Re: Splitting the repo

Posted by Ankur Goenka <go...@google.com>.
Hi,

I think the subtext here is that development is hard in general. I agree to
it. And a major cause of it is diversity of languages, complexity of the
project and legacy code.
To alleviate language related issues, we are trying to have modular code
which we already have to a certain extent.
On the other hand tooling is still evolving and needs improvement. I also
feel that tooling is a moving target and its good to keep on reevaluating
it.
Tooling is a problem for everyone (the whole community) and we are actively
trying to solve it. Gradle is a big step towards it.
I personally contribute to multiple languages. Many of the PR have changes
spanning across languages and have to be merged as a whole. I personally
feel that having a unified build system makes it easier to do the checks
and make sure things work.
Even after gradle, I am still able to setup intellij for Java, Pycharm for
Python and GoLand for Go as I would have done earlier (before gradle). I am
also able to run "python setup.py sdist" as I was able to do before gradle.
Gradle is also acting as the top level task manager and most of the python
tasks are just plain shell commands stitched together.
The only real problem that I face in my setup is the vendored java jars
which only impact java development.
Probably documenting separate environment specific setup for each language
is sufficient to address the issue.

I also agree with Max that splitting the repo will cause more pain than
gain.

~Ankur



On Wed, Oct 10, 2018 at 7:56 AM Romain Manni-Bucau <rm...@gmail.com>
wrote:

>
>
>
> Le mer. 10 oct. 2018 à 14:59, Maximilian Michels <mx...@apache.org> a
> écrit :
>
>> Hi,
>>
>> I agree that splitting up Beam into separate repositories would cause
>> more pain than gain.
>>
>> To a large degree we already have independent modules, e.g. runners/* or
>> sdks/*. Although this is not the case for the core. It would be
>> desirable to break it up further.
>>
>
> Think this part is ok for everyone.
>
>
>>
>>  > possibly even with their own build system (unified only through a
>>  > top-level "build everything" script that descends into each subdir and
>>  > runs the appropriate command).
>>
>> This is almost what we have. Yes, there are some dependencies on the
>> Beam Gradle Plugin, but even if we had completely independent build
>> directories, you'd still want to have a shared config/tasks across the
>> projects (which might bring you back to a setup similar to what we have).
>>
>> One of the pain points seems to be the portability which "polluted" some
>> parts of the project (e.g. legacy Runners). As mentioned in this thread
>> that could have been solved with an abstraction. But the lack of
>> abstraction also forced us to adopt the portable pipeline code quicker.

▶ **Objective**: Reproduce word for word the passage of the repo-splitting thread that opens with the words containing "On the other" and closes with "step towards it.".

▶ **Given information**:
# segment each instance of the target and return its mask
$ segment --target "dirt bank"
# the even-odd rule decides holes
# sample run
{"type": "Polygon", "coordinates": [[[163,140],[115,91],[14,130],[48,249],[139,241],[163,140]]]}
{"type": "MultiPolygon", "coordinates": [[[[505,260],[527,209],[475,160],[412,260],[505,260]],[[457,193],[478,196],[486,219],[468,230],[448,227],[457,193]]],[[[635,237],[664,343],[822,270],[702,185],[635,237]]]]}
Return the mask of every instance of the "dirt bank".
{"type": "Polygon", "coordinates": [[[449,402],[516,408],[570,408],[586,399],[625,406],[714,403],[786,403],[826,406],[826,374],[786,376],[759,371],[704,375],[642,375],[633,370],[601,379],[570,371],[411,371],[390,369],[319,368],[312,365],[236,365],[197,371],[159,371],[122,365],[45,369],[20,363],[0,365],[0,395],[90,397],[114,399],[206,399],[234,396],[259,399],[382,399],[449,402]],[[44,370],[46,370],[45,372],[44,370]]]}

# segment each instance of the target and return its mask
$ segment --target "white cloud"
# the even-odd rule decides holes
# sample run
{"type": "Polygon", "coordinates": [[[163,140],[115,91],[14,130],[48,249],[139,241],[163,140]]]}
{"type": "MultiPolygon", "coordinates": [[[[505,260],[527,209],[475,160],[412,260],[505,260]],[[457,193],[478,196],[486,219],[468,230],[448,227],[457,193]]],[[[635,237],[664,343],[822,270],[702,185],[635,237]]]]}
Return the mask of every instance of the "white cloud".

▶ **Final result**:
On the other hand tooling is still evolving and needs improvement. I also
feel that tooling is a moving target and its good to keep on reevaluating
it.
Tooling is a problem for everyone (the whole community) and we are actively
trying to solve it. Gradle is a big step towards it.